Written problem 1 - In the rows below, change "jersey" to "shirt" from the line with "# test: identify the player's thigh" through the end of the rows, and keep everything else the same. Return only those lines, without the pictures.

Reading passage -
------------------------------------------------
To: alt.philosophy.taoism
From: lawrence day 
Subject: Re: Tao and Zen and Ch'an
Date: Sun, 05 Mar 2000 13:38:30 -0500

lisa wrote:

> > (Doug) wrote:
> >This is a somewhat hazy post, but I hope that you can extract my
> >meaning.
> Hopefully you won't mind my space cookiness then.  I haven't been posting much
> here lately because of it, but at the risk of public humiliation here I go...

Hi Li,
I always enjoy your posts myself. :-)

>>Are there some saying by Zen masters that are Taoist?  If a Zen person

> >says something that is Taoist in principle or derived from the CT or
> >TTC is it automatically Zen, or does it remain Tao?  Can a Zen person
> >touch the Tao?

To look for 'Zen' relationships with Tao is difficult, for Zen is the
Japanese tradition. However Tao relates easily with early Chan
which is almost indistinguishable in many places. Chao-chou for
example discusses Tao with Nan-chuan and gets enlightened before even
becoming a Buddhist monk.
For my lengthy and pedantic essay on 'Chan and Tao' in that historical
period, visit the library at either Derek Lin's site or
at David Oller's Buddhist

> The essence of tao is found everywhere.  It is the way of something.  Why not
> the way of Zen?

Neither fit into words or logic it seems..
So indeed, why not?

> >
> >My gut feeling is that when the saying get complicated, that is Zenny,
> >and Buddhist, but when they are simple they are Taoist.
> hmmm... The conclusion (still subject to change) I've come to about Tao and Zen
> (don't know about Buddhism) is that Zen statements are self-contained and not
> looking for a "response," where Tao statements beg one.  For those familiar
> with both Tao and Zen, what do you think of my conclusion?

'Zen and Ta' is the name of the very first chapter in John Wu's 'The Golden Age of
Zen'. Wu emphasizes Chuang-tzu's influence, even on the later question and answer
style 'koan' interviews, eg, a student comes to learn from Lao-tzu;
Lao says: "Who are all these people you brought with you?" The
student looks around but he came alone. "Do you understand?" asks Lao.

> >As an aside, I suspect that the women in those zen stories who
> >confound zen masters and who the senior zen master remarks are not
> >really that perceptive because she did not treat the senior zen master
> >differently than his students are really Taoists,
> Seems reasonable that one who chooses to take the title of zen master would be
> looking for recognition as being superior to his students.

Ironically modern Zen has changed a lot from early Chan.
Lin-chi (the original 'founder' of what is now Rinzai) celebrated the ideal
[teacher?] as a 'true man of no title' or a 'independent man of Tao' (wu-i
Tung-shan (founder of Soto tradition) complained to his early teacher
abbot Ch'u asking:
"Buddha and Tao are but names and words, why don't we
study the true doctrine?"
------------------------------------------------
Written problem 2 - Copy the part of the post on Tao and Zen from "Neither fit into" to "of my conclusion?" word for word.
------------------------------------------------
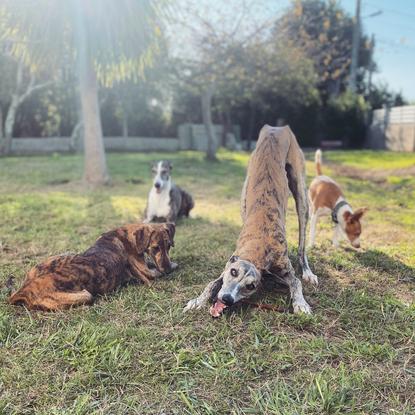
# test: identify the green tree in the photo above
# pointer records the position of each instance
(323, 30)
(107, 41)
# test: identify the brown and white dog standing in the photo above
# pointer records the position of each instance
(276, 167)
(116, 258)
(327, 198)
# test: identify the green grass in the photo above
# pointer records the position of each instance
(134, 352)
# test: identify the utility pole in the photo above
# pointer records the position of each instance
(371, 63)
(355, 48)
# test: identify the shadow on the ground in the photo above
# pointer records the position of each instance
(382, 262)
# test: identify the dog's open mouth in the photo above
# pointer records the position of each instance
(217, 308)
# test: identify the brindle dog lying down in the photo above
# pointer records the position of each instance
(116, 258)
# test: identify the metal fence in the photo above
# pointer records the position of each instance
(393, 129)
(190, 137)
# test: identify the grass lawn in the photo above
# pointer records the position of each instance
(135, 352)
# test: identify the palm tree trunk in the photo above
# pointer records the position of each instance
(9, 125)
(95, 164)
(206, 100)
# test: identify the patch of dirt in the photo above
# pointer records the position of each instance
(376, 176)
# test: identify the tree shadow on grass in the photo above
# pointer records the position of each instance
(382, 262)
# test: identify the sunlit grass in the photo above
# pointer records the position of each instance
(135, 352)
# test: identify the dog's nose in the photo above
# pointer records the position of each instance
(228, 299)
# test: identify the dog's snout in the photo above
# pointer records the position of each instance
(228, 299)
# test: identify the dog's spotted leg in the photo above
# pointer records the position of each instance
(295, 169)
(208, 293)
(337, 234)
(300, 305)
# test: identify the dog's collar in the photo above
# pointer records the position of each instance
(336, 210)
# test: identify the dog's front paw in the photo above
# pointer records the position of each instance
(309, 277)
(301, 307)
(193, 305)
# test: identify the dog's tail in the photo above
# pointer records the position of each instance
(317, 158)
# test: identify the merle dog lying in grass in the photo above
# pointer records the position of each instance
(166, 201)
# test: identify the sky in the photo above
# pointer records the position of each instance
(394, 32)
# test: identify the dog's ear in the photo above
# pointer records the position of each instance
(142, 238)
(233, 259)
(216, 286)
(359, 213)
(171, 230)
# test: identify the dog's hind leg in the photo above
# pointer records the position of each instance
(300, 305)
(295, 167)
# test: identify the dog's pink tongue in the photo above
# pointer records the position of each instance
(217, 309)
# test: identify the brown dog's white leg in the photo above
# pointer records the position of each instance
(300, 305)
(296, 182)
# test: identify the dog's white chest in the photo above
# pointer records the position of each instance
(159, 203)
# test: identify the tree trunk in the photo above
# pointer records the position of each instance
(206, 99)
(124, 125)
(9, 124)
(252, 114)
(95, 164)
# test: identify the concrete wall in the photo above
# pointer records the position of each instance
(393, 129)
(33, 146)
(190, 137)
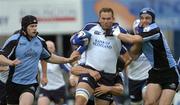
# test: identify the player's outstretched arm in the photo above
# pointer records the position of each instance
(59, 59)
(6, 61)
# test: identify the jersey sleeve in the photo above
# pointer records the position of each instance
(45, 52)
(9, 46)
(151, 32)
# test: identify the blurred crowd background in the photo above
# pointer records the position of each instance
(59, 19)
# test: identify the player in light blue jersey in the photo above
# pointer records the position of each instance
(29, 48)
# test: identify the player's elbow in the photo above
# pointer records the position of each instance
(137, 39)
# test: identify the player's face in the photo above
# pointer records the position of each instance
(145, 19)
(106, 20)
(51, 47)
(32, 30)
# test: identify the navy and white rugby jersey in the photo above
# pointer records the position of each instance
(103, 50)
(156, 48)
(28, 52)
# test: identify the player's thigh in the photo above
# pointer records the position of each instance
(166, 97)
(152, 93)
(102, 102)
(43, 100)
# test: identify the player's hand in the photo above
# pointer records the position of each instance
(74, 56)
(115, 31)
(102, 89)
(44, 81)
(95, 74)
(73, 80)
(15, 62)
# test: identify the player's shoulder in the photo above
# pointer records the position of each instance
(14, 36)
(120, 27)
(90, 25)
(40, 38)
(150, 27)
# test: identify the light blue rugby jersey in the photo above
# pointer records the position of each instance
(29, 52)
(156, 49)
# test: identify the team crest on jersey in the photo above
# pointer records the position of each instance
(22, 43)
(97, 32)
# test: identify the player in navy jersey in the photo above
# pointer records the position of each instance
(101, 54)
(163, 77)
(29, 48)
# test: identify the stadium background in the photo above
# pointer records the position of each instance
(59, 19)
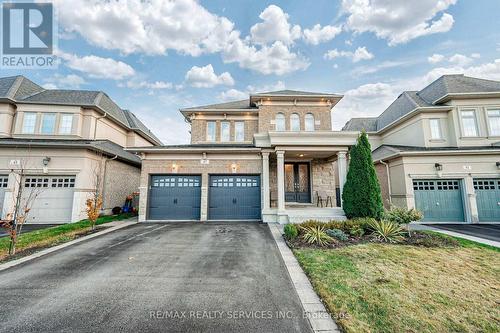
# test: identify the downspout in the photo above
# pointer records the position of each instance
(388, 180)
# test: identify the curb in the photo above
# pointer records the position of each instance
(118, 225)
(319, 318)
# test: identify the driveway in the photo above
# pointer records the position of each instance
------------------------------------------------
Written answer 1 -
# test: identify the player's thigh in the photo above
# pointer records the position of each instance
(166, 97)
(152, 93)
(102, 102)
(43, 100)
# test: identify the player's hand in the photo above
# pointer records the position of each instance
(74, 56)
(115, 31)
(102, 89)
(44, 81)
(95, 74)
(73, 80)
(15, 62)
# test: identify the player's shoulder in the photo above
# pointer records the position of each instance
(14, 36)
(120, 27)
(90, 25)
(40, 38)
(150, 27)
# test: identify the light blue rugby shirt in the photo above
# pointer records the position of each instance
(29, 52)
(156, 49)
# test: identify the team crest on shirt in the photo above
# pointer records the position of each instance
(22, 43)
(97, 32)
# test: identify the player in navy shirt in the photo above
# pointer records the position of each instance
(101, 54)
(163, 77)
(29, 48)
# test: identify the stadium background in the photo above
# pointer records the position of each instance
(59, 19)
# test: identify the downspout in the photo above
# pointer records the position of each instance
(388, 180)
# test: identify the curb in the photo above
# pointer records the position of each instance
(118, 225)
(319, 318)
# test: identify the driveway in the photo above
# pointer records the position of each instance

Written answer 2 -
Neither fit into words or logic it seems..
So indeed, why not?

> >
> >My gut feeling is that when the saying get complicated, that is Zenny,
> >and Buddhist, but when they are simple they are Taoist.
> hmmm... The conclusion (still subject to change) I've come to about Tao and Zen
> (don't know about Buddhism) is that Zen statements are self-contained and not
> looking for a "response," where Tao statements beg one.  For those familiar
> with both Tao and Zen, what do you think of my conclusion?